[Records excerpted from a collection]
• • • • • • •

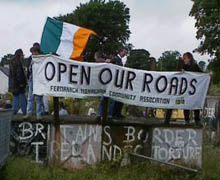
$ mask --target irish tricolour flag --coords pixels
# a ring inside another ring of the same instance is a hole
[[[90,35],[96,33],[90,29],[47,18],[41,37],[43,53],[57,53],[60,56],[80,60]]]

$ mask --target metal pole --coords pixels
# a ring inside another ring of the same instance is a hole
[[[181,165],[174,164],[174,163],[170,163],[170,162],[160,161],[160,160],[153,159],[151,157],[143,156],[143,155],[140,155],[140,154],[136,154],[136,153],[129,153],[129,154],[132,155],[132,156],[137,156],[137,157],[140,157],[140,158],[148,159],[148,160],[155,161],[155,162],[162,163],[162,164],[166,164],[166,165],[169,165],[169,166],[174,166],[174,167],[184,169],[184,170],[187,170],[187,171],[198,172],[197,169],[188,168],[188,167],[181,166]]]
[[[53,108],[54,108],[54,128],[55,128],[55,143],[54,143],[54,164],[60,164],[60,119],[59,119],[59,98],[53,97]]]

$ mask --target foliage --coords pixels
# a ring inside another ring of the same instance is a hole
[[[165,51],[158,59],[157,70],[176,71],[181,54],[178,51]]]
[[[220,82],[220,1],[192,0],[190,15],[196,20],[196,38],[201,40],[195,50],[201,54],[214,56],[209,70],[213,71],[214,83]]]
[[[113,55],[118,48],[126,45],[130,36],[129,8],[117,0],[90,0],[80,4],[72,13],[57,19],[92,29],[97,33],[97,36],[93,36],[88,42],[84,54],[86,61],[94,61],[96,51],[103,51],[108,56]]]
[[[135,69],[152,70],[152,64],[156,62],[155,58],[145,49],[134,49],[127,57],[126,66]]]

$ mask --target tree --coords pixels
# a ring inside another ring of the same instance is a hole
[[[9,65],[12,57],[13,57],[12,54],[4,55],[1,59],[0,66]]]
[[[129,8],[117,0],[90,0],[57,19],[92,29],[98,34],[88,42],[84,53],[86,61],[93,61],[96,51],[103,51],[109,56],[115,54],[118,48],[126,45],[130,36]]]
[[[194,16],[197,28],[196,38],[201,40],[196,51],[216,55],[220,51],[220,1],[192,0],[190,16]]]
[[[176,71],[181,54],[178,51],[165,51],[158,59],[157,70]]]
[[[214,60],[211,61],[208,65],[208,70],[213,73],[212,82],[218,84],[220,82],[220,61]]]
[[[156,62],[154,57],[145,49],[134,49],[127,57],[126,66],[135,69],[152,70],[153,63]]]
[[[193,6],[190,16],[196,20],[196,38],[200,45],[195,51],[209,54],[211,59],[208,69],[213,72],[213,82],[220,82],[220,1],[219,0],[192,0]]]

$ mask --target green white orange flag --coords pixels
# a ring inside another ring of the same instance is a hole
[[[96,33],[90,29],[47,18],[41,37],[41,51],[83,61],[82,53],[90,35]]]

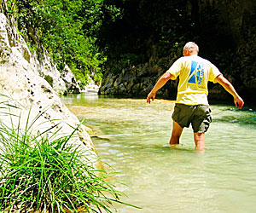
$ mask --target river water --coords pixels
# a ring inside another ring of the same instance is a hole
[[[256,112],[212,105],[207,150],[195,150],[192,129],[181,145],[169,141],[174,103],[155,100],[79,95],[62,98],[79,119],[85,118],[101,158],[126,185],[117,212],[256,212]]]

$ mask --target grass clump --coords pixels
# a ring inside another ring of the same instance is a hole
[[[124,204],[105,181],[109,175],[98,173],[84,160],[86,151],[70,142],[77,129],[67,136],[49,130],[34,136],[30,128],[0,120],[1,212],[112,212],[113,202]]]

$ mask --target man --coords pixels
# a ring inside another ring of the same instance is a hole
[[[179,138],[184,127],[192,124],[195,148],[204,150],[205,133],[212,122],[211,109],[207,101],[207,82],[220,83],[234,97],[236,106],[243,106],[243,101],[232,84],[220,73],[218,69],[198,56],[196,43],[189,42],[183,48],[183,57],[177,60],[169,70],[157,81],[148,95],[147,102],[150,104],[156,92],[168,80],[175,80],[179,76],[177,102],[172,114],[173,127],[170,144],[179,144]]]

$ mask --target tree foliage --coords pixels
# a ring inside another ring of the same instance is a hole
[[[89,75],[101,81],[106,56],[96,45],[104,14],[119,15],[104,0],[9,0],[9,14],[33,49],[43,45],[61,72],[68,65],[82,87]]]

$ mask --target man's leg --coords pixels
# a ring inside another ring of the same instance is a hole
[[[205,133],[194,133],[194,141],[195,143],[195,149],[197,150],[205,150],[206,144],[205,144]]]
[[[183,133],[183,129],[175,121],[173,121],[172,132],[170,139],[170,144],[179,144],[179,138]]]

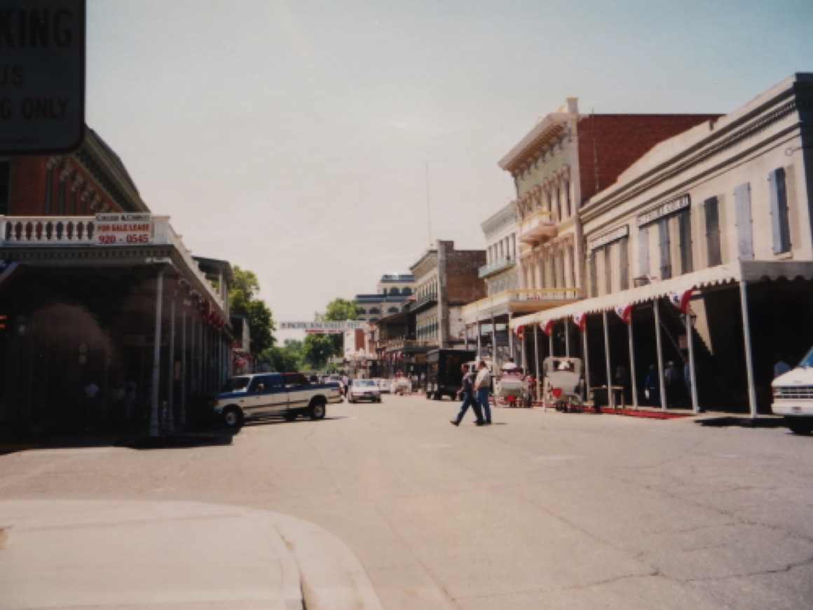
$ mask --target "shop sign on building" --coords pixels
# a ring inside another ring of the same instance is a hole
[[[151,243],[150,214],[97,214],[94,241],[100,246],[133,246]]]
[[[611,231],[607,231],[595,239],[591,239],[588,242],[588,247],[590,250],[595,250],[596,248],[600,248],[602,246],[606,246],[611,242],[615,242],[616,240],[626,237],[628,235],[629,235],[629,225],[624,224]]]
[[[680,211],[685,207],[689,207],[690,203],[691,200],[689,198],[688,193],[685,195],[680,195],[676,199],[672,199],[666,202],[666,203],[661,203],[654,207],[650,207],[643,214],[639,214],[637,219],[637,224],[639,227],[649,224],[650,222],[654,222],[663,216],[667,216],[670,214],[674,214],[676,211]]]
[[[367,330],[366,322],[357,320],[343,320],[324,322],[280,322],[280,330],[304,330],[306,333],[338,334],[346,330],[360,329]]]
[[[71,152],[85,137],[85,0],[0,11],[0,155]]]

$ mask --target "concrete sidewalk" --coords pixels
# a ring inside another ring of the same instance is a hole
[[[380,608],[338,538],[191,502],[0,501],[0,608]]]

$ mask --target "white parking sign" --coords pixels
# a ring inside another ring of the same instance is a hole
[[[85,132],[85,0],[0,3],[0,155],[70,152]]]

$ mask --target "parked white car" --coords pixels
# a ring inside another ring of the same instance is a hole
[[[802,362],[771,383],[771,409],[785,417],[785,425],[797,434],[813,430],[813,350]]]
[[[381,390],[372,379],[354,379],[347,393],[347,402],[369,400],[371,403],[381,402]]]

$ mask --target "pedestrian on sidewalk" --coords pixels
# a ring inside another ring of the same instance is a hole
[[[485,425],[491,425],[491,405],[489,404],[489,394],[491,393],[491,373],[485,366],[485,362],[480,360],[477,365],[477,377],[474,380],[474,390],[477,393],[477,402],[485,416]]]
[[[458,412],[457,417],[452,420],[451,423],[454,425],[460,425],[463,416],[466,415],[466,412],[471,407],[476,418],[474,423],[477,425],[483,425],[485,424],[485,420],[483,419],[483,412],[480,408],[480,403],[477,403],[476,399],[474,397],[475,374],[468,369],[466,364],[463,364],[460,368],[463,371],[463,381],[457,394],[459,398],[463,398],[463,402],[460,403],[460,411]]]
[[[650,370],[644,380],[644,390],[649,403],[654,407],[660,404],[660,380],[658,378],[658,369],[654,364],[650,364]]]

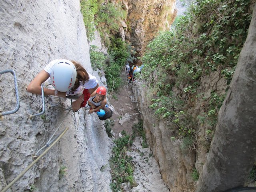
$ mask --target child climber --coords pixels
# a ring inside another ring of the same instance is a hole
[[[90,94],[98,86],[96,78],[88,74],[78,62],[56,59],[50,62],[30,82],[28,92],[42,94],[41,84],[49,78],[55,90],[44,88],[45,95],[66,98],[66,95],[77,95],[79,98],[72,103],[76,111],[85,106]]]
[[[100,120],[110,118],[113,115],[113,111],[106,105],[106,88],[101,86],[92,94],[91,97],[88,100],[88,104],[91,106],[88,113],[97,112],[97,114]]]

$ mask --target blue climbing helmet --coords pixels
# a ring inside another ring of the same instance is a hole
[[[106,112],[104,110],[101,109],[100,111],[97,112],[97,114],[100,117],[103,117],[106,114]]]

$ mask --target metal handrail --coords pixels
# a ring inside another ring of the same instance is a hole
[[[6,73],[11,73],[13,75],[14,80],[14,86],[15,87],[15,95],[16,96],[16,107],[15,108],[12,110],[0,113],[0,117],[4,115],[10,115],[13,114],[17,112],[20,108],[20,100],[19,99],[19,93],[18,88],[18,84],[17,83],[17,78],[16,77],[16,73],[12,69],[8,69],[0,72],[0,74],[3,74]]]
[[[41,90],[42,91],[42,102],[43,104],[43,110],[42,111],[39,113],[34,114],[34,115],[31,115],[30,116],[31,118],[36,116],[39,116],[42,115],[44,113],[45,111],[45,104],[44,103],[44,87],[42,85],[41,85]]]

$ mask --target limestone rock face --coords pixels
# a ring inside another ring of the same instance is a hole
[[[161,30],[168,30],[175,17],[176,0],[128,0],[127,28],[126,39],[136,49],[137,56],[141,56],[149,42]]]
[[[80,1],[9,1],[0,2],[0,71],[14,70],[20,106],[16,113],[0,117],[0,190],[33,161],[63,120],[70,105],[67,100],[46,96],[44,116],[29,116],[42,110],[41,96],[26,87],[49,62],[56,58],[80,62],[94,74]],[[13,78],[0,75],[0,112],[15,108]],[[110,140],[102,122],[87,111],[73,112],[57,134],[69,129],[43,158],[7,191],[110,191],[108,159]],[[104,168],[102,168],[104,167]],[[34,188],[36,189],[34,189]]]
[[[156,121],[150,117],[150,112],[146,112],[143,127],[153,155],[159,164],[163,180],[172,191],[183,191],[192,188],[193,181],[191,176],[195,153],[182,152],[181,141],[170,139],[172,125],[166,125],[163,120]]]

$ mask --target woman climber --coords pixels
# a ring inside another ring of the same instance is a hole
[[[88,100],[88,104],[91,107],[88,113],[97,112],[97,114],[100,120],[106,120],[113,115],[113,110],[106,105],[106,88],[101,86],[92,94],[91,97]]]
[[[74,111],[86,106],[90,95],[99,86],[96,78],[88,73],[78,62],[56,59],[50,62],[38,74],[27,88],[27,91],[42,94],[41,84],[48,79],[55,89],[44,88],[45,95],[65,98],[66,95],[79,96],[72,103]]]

• • • • • • •

* **SET EXERCISE**
For this exercise, please retype exactly the lines in the listing from the line with "woman climber --coords pixels" through its last line, both ends included.

* **RESPONSE TO THIS TASK**
$ mask --target woman climber --coords pixels
# a ring inside another ring of the same instance is a hole
[[[88,100],[88,104],[91,107],[88,113],[97,112],[97,114],[100,120],[106,120],[113,115],[113,110],[106,105],[106,88],[101,86],[92,94],[91,97]]]
[[[74,111],[86,106],[90,95],[99,86],[96,78],[88,73],[78,62],[56,59],[50,62],[38,74],[27,88],[27,91],[42,94],[41,84],[48,79],[55,89],[44,88],[45,95],[65,98],[66,95],[79,96],[72,103]]]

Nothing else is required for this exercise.